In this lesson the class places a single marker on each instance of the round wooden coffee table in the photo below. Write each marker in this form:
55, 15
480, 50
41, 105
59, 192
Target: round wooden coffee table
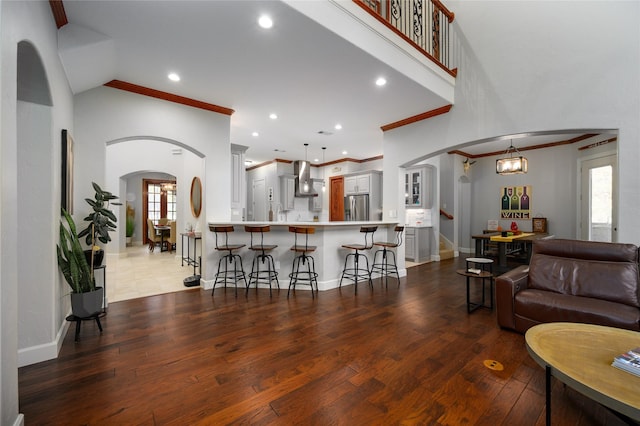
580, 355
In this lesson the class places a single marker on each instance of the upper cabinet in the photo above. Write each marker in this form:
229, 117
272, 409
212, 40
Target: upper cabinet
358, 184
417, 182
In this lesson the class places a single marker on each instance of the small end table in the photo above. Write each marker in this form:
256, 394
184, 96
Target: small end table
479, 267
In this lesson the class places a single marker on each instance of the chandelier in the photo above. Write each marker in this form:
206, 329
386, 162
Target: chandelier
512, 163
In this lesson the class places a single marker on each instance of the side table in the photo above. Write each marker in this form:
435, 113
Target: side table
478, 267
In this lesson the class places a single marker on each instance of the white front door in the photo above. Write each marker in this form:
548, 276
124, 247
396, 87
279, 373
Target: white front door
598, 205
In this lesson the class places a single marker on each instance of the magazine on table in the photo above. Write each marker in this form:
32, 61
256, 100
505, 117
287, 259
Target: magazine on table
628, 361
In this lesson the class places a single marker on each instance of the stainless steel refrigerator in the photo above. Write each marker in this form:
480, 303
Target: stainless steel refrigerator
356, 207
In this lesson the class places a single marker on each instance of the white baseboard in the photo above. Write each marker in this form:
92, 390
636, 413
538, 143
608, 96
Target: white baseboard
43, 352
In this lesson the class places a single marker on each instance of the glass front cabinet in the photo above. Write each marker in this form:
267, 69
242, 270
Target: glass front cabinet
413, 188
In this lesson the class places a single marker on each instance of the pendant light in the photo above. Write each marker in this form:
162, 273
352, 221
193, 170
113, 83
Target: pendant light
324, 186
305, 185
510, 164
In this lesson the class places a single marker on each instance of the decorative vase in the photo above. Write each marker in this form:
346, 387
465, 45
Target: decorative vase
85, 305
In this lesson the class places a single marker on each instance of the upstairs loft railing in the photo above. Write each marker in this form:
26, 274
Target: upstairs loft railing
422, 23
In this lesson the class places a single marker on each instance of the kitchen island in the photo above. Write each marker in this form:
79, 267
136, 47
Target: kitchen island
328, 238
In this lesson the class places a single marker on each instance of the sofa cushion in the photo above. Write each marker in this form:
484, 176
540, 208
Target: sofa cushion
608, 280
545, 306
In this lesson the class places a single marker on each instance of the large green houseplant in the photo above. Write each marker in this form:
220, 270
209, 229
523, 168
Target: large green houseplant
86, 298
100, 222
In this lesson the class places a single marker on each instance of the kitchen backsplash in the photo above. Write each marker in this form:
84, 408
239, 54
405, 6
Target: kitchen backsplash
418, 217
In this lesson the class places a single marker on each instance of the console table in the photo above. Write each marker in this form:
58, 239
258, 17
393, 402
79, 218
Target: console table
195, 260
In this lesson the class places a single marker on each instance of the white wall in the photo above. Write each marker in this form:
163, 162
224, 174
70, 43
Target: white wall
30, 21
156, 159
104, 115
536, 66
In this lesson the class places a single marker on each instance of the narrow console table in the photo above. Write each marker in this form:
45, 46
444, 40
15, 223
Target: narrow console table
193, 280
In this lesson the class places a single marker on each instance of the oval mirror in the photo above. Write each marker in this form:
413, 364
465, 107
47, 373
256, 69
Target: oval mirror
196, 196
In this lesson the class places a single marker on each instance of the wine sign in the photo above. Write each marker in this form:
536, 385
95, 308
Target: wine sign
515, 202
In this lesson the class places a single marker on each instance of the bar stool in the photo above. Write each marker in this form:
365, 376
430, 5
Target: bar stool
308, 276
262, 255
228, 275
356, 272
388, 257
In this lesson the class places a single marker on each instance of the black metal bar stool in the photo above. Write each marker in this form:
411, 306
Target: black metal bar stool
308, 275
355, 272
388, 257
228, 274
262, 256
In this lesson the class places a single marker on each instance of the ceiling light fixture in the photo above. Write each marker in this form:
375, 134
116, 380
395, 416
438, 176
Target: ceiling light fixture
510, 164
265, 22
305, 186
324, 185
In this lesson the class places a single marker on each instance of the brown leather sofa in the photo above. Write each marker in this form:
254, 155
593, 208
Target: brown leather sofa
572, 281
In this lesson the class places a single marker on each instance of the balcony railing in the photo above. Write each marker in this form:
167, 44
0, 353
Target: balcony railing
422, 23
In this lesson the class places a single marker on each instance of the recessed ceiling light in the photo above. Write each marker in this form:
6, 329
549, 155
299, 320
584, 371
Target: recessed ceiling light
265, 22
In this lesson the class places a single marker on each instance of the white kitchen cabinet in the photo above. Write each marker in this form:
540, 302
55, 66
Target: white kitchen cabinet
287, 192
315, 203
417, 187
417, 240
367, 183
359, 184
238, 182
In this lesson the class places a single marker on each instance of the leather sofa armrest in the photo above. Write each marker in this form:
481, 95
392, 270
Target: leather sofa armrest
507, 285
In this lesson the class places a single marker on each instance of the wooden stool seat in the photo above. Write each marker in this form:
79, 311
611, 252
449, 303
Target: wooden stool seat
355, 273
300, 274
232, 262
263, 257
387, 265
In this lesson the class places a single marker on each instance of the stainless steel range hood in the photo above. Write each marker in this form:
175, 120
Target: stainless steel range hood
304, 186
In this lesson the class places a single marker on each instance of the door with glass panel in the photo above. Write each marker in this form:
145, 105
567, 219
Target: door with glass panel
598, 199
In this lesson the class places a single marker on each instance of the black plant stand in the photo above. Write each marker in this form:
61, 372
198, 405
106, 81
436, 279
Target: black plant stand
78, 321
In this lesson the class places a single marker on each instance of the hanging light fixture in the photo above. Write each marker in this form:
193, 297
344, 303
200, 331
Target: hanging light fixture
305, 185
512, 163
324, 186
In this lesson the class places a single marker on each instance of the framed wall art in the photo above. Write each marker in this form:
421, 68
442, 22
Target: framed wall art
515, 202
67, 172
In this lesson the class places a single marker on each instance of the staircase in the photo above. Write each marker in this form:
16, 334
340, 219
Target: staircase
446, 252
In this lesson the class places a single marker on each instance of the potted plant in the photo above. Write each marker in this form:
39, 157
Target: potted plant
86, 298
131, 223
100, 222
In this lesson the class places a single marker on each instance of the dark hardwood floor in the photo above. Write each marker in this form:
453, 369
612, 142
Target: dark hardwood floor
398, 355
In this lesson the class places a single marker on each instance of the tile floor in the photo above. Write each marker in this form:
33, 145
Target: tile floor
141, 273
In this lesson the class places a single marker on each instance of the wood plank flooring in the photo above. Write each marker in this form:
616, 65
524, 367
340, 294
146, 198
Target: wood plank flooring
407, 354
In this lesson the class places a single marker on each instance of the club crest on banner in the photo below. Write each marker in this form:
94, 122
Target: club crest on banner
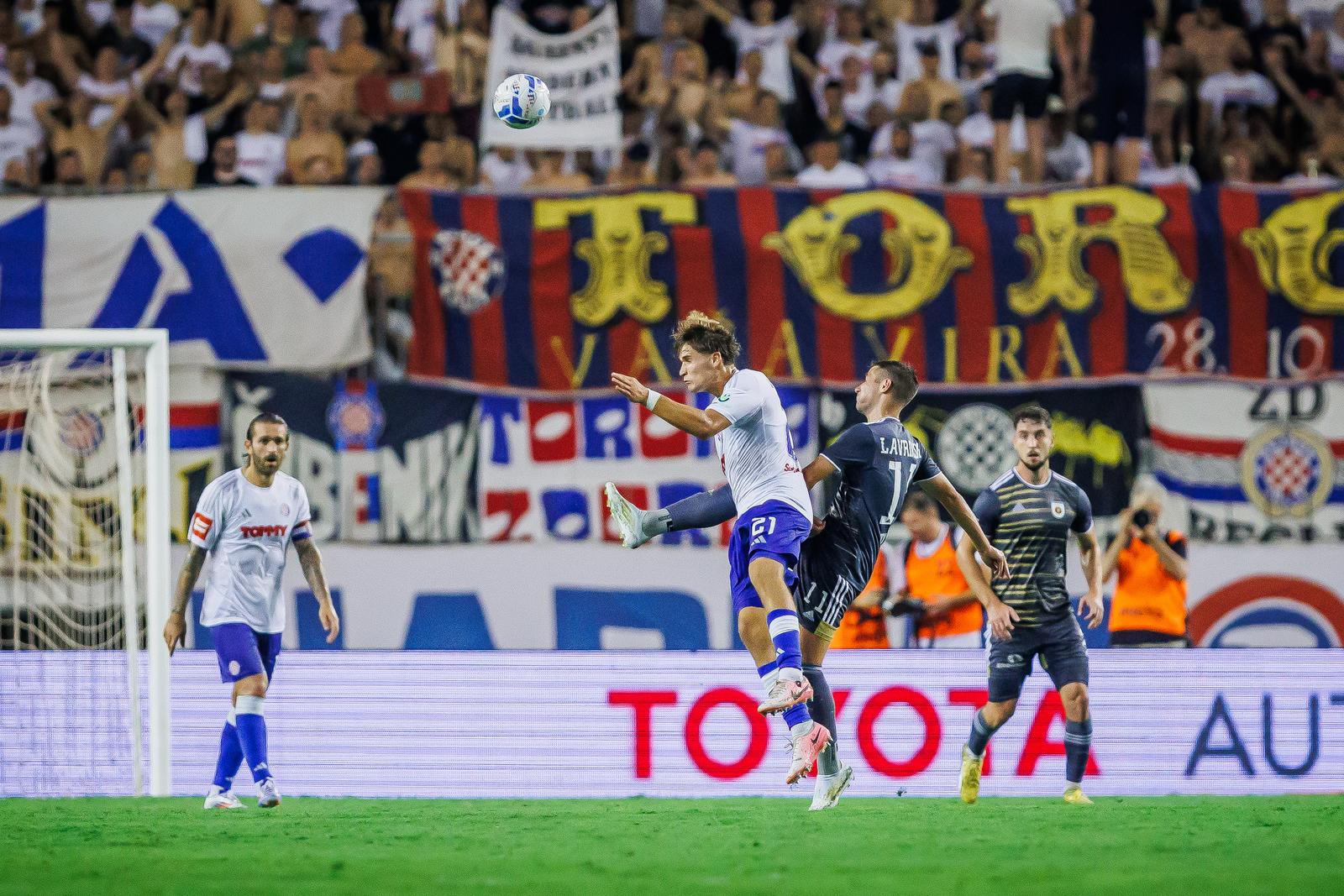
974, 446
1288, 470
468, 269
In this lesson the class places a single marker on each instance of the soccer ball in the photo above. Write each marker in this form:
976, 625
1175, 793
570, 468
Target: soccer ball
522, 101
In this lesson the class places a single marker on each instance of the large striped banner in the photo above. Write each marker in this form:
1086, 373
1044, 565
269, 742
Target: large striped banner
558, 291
■ ■ ■ ■ ■ ■ ■
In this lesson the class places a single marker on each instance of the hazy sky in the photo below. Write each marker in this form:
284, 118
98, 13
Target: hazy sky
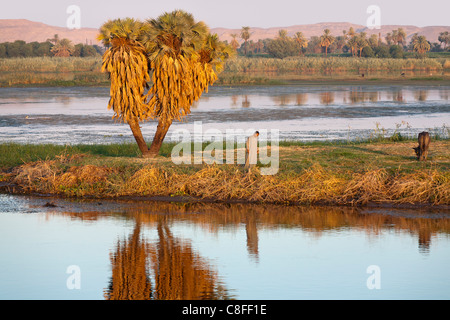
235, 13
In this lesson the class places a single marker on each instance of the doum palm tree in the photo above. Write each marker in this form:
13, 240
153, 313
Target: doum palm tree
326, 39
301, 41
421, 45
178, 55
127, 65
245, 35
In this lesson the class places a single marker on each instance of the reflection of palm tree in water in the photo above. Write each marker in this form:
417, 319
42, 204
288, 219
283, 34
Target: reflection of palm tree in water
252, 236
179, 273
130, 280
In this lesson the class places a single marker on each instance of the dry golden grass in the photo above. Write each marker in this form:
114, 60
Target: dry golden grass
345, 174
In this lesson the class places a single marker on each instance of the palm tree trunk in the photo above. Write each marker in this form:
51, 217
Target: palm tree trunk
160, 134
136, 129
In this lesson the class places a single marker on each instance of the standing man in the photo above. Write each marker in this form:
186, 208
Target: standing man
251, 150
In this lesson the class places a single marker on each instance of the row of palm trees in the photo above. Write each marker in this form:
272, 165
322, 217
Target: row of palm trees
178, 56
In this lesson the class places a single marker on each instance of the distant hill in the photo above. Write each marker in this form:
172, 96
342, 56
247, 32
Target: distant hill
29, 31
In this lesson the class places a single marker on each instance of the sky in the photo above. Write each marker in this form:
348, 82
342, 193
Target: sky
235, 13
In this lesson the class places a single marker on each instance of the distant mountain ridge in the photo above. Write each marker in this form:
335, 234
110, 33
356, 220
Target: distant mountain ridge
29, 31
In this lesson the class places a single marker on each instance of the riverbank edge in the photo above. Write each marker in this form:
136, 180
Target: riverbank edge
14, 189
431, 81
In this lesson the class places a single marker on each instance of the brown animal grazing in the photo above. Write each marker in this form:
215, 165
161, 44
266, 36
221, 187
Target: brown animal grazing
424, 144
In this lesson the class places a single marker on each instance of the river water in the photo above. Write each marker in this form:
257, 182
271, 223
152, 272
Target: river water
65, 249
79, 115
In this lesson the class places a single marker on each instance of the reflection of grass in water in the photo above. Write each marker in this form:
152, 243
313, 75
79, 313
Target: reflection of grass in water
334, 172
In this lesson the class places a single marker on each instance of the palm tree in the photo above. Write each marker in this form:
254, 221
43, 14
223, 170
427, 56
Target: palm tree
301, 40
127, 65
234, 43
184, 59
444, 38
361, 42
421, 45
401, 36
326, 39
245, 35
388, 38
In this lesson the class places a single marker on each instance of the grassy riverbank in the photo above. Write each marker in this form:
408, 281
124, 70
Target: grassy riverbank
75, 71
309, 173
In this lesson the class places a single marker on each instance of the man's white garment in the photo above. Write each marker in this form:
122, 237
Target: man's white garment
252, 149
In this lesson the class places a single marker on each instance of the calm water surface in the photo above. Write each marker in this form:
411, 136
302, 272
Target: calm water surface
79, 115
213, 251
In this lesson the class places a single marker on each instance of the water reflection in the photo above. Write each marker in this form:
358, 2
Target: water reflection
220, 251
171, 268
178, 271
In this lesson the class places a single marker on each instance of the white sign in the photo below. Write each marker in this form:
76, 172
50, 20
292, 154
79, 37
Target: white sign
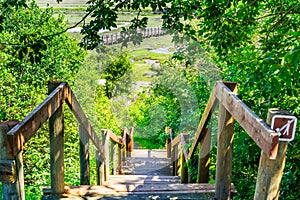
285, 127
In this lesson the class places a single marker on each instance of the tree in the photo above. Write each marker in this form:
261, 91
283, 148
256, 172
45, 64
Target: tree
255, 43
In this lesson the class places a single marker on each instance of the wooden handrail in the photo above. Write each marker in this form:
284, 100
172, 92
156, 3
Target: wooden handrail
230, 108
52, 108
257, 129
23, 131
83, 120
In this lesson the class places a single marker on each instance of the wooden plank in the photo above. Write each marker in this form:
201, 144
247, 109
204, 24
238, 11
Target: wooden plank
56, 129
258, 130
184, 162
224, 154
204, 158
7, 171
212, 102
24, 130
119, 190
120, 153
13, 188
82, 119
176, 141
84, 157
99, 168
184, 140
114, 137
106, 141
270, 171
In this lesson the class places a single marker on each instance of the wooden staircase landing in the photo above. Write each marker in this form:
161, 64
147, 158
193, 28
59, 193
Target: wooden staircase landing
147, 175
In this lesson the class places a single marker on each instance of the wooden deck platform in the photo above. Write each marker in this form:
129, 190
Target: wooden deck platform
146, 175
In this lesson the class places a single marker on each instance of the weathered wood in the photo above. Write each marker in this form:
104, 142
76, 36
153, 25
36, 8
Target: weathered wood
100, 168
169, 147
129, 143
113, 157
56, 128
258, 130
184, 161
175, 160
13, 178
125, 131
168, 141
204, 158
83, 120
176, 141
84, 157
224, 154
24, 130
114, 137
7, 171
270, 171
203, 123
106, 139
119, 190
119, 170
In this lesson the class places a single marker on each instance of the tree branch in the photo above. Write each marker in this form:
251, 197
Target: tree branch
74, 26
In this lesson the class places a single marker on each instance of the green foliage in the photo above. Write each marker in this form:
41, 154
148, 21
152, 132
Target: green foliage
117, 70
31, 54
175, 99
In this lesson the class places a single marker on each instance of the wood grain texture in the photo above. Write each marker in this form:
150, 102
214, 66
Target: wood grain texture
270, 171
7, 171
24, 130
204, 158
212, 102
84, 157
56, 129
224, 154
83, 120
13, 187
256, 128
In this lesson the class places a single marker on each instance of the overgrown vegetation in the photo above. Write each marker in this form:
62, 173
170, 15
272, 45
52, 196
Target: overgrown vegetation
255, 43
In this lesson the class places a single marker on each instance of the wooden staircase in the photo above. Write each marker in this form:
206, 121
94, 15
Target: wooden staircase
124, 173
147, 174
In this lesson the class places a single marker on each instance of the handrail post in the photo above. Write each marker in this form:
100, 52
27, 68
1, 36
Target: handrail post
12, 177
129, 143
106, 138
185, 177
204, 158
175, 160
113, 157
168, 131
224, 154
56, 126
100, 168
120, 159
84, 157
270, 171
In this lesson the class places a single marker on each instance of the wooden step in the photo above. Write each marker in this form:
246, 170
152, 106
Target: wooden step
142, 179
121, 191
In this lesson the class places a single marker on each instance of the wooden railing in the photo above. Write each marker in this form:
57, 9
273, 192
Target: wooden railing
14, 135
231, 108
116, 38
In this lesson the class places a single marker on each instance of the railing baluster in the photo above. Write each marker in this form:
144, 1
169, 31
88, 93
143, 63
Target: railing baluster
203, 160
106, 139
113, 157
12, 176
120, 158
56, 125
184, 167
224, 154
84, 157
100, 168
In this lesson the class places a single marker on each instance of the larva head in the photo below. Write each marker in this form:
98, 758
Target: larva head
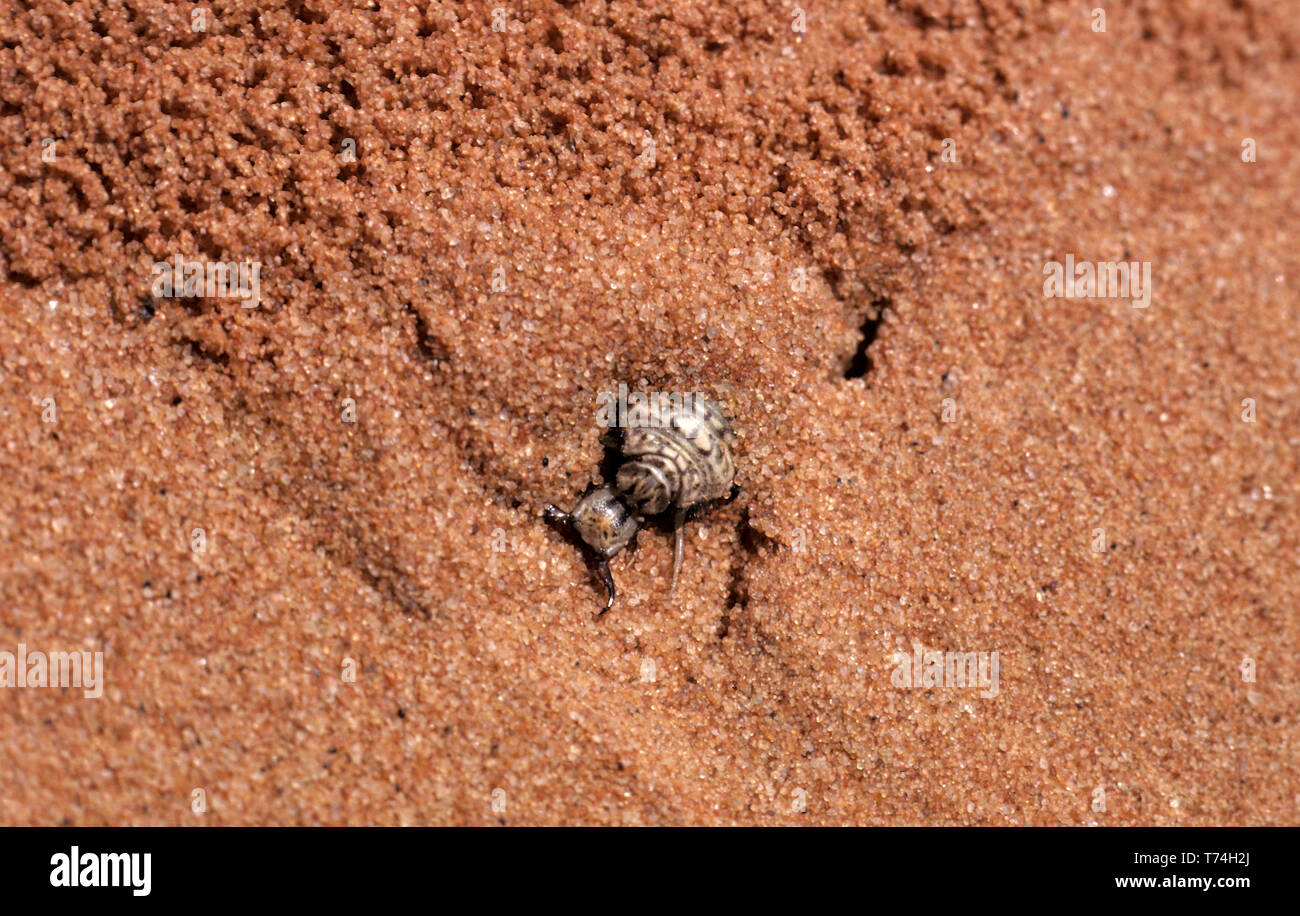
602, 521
■ ■ ■ ■ ■ ■ ■
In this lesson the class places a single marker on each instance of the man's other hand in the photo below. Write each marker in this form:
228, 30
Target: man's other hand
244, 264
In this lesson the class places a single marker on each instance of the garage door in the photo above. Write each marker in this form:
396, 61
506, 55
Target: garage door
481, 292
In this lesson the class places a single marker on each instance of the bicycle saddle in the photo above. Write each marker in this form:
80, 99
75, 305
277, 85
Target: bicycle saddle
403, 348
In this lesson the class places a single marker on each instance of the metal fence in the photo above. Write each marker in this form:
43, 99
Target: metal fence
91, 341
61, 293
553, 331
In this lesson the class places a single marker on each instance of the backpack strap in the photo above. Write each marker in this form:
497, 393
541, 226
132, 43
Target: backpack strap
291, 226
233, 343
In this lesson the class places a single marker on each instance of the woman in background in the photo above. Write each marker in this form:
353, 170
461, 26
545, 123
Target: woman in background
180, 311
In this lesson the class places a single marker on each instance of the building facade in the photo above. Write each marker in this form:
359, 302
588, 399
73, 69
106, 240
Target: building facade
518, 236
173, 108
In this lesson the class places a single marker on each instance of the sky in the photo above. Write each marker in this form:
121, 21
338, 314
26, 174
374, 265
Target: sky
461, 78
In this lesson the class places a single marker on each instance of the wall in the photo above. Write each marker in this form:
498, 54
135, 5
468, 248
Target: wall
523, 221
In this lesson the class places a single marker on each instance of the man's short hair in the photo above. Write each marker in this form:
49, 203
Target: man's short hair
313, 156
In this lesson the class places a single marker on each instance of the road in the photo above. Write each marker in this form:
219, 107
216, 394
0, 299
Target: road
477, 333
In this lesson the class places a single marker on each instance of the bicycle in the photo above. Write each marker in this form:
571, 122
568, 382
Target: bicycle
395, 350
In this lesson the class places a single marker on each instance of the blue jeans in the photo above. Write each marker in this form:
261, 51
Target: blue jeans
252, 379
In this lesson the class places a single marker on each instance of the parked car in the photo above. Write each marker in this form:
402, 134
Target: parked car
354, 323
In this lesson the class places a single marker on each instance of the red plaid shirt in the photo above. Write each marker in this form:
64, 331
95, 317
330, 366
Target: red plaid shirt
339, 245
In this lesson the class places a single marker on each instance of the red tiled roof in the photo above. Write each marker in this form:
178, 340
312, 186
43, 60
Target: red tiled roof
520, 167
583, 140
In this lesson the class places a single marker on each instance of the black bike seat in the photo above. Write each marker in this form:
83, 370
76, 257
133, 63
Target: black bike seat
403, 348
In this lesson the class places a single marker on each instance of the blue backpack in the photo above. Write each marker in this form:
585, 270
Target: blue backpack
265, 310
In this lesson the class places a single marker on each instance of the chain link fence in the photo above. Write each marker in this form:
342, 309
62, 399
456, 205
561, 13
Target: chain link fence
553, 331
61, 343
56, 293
■ ■ ■ ■ ■ ■ ■
→ Requirement
Determine how many lines of the records hold the word "below", giving only that number.

→ Response to the task
6